_Text segment_.
↓↓↓
[DESIGN DISCUSSION for 2.1] Atypical Plugin Use-Cases

The Parent Problem

When a child project is referenced by a parent POM, and that parent POM defines plugins to be run, those plugins may execute before or after the child modules build, depending on the child modules' usage of the <parent/> section of their POMs.

If the child POM references its parent using a <parent/> section, Maven 2.0.x views that as a dependency of the project, which means if that parent POM is present in the current reactor, it will be sorted to build ahead of the child module. HOWEVER, if the child POM fails to declare its <parent/>, it will be sorted to build ahead of the parent POM, other things being equal. This can lead to very subtle and unintuitive behaviors, such as:

  • When children use <parent/> sections, assemblies created in the parent build that reference <moduleBinaries/> which are not yet present, resulting in the assembly plugin failing (MASSEMBLY-94 )
  • <module/> specifications without a corresponding <parent/> in the referenced POM will not fail, but may result in the child being built before the parent.

Proposed changes for 2.1

Force parent-first semantics; either a module reference OR a parent reference would be used to establish a parent-child dependency relationship, instead of just the parent reference now. This just leaves open the question of how to force some configuration in the parent build to run AFTER all children are built, as in the case of MASSEMBLY-94.

Backward-compat considerations

There really shouldn't be any problem documenting this break on compatibility. It's more of a technical break, since only those who are intimately familiar with Maven's parent-child dependency logic would be able to exploit this, and then only under certain circumstances. The most notable of these being the use of a orchestration-only top-level POM that lists a bunch of modules, among them a parent POM that is referenced in the <parent/> section of all the other module POMs. In this case, the orchestrating POM would be built last under 2.0.x, but first under 2.1.

Aggregation

Aggregation (using the @aggregator mojo annotation) was originally designed to give plugin developers the opportunity to summarize some part of the result of all builds in the current reactor, and produce its own output. As such, it was designed to run at most once per build, and have access to the list of projects in the current reactor via the ${reactorProjects} plugin-parameter expression. However, this design does not address all of the use cases for summary in the build; far from it. In fact, aggregator mojos tend to inject a lot of uncertainty and counter-intuitiveness into a build.
↑↑↑
_Exercise requirements_.
a - Quote the stretch from "If the child POM references" through "before the parent." in the Maven plugin design notes, copying it word for word.
b - Write the next part of the Maven plugin design notes, picking up after their final sentence.

_Data lines_.
↓↓↓
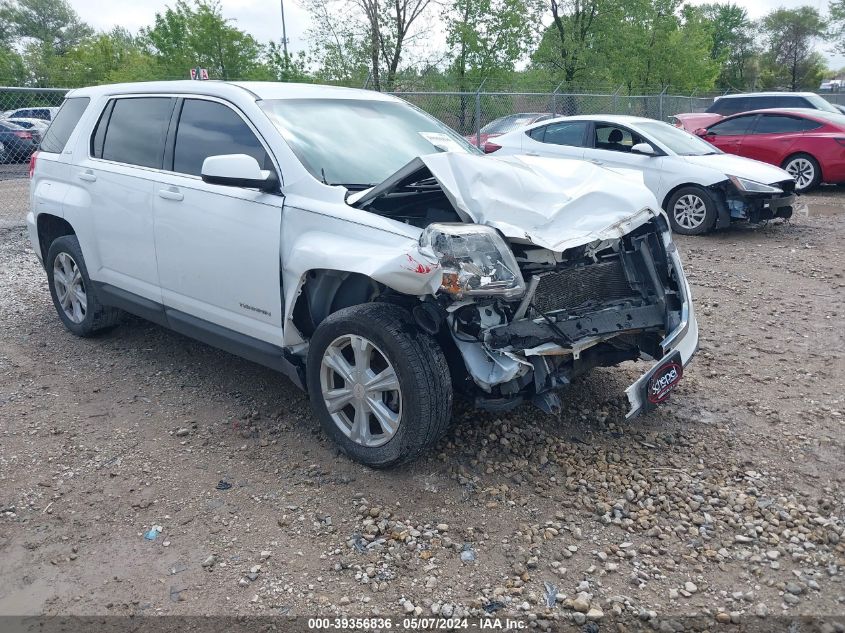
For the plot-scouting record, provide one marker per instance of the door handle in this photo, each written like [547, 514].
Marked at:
↑↑↑
_Expected results_.
a -
If the child POM references its parent using a <parent/> section, Maven 2.0.x views that as a dependency of the project, which means if that parent POM is present in the current reactor, it will be sorted to build ahead of the child module. HOWEVER, if the child POM fails to declare its <parent/>, it will be sorted to build ahead of the parent POM, other things being equal. This can lead to very subtle and unintuitive behaviors, such as:

  • When children use <parent/> sections, assemblies created in the parent build that reference <moduleBinaries/> which are not yet present, resulting in the assembly plugin failing (MASSEMBLY-94 )
  • <module/> specifications without a corresponding <parent/> in the referenced POM will not fail, but may result in the child being built before the parent.

b -
Aggregator mojos are implicitly designed to run from the command line (or, directly at the user's request), since to bind them to the lifecycle of a particular POM means they would either violate their own summary intention (the current state of things in 2.0.x), or they will execute (or not) in an unpredictable fashion when multiple of the same aggregator-mojo binding is encountered during a single build. Consider the case:

TOP
|
+- CHILD-A
|  |
|  +- binding for AGGREGATOR-1
|
+- CHILD-B
|  |
|  +- binding for AGGREGATOR-1

NOTE: Neither child project depends on the other.

If either CHILD-A or CHILD-B is built in isolation, its corresponding aggregator binding should run as part of that build. However, if the build is run from the project TOP, which binding of AGGREGATOR-1 should be executed? In Maven 2.0.x, both bindings are executed, thus violating the at-most-once execution semantics of the @aggregator annotation. To make matters worse, if the project TOP specified a binding for AGGREGATOR-1 and the build were run from the TOP level using Maven 2.0.x, AGGREGATOR-1 would be executed once for each project: TOP, CHILD-A, and CHILD-B...unless it specified the annotation '@inheritByDefault false' (which will simply prevent that plugin from being inherited to child POMs).

Since the only truly safe way to run an aggregator mojo is from the command line, proper use of this feature serves to destroy the controlled vocabulary that helps to make Maven a compellingly portable tool. It also raises serious concerns about how to configure the aggregator mojo in a portable way, with the only clear way being an entry in the pluginManagement section of the top-level POM. Since the definition of "top-level POM" can vary according to whether you're building a project, product containing the project, distribution containing both, etc, this still leaves open the possibility of conflicting aggregator configurations within a single build.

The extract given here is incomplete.